----- SELECTED PASSAGE

The British Columbia Teachers’ Federation (BCTF), established in 1917, is the union of professionals representing 41,000 public school teachers in the province of British Columbia, Canada. All public school teachers belong to the BCTF and their local teachers’ association.
They are promoting the “Day of Pink” which is on February 27, 2013 in British Columbia, and April 10 is the International Day of Pink. It is a day where communities across the province, across the country and across the world can unite to celebrate diversity and raise awareness to stop bullying in all its forms, including homophobic and transphobic bullying.
The International Day of Pink got its start in Nova Scotia when two straight high school students saw a gay student wearing a pink shirt being bullied. The two students intervened, but wanted to do more to prevent homophobic and transphobic bullying. They decided to purchase pink shirts, and a few days later got everyone at school to stand in solidarity by showing up in pink. The result was that an entire school came together to stop homophobic and transphobic bullying.
Some of their in-school lesson plans include the following:
For Kindergarten and Grade One: Work with your Teacher-Librarian to collect a variety of pictures and picture books about all kinds of families. Have these displayed within your room or easily accessible for students to look at during your “book time”. Begin by asking students “Who’s in a family?” Record their ideas on chart paper along with key words and picture symbols (i.e. people’s heads) so that non-readers can tell who is who. Be careful not to draw girls and boys in gender stereotypical ways (i.e. stick figures with skirts or pants) or using gendered colours (i.e. pink and blue). Gently debunk the myth that all families must have a Mom and a Dad.
Secondary Classes: Read and discuss the book, The Harvey Milk Story. Harvey Milk was elected to San Francisco’s Board of Supervisors in 1977 and became the first openly homosexual elected official in California. Milk made national news — he was an openly gay elected official at a time when homosexuality was not part of the public debate. The “Mayor of Castro” was a champion of urban neighborhoods and grassroots activism, but he’s most famous for his role as a symbol for gay and lesbian rights.

----------

◆ ABOUT THIS EXERCISE
Reproduce word for word the portion of the passage on the Day of Pink starting with "Secondary Classes: Read" and going on through "and lesbian rights.". The listing is drawn from a separate source unrelated to the passage on the Day of Pink.

----- ENTRIES PROVIDED

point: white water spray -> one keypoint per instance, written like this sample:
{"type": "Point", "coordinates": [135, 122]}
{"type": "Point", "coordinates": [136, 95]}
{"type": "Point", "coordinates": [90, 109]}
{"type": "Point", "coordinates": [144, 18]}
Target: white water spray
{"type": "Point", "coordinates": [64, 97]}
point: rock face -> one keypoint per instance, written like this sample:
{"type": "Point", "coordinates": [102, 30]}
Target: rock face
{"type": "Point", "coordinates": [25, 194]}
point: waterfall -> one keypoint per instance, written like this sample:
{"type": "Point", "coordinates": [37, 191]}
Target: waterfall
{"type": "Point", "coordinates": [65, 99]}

----------
----- ENTRIES PROVIDED

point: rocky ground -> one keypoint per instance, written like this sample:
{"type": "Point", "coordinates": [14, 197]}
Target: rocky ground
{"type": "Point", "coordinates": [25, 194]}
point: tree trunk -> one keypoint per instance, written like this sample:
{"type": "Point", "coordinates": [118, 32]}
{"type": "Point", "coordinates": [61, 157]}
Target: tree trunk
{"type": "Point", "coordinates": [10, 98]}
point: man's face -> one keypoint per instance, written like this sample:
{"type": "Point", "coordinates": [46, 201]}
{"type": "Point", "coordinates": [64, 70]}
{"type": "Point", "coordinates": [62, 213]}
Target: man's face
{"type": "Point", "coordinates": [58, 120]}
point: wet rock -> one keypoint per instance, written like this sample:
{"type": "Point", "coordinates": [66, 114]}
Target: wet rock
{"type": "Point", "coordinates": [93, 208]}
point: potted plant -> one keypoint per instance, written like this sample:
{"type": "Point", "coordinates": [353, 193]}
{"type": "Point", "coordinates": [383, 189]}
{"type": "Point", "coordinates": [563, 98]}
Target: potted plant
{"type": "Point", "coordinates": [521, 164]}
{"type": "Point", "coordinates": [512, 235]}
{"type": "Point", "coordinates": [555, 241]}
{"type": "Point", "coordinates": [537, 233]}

----------

◆ EXPECTED ANSWER
Secondary Classes: Read and discuss the book, The Harvey Milk Story. Harvey Milk was elected to San Francisco’s Board of Supervisors in 1977 and became the first openly homosexual elected official in California. Milk made national news — he was an openly gay elected official at a time when homosexuality was not part of the public debate. The “Mayor of Castro” was a champion of urban neighborhoods and grassroots activism, but he’s most famous for his role as a symbol for gay and lesbian rights.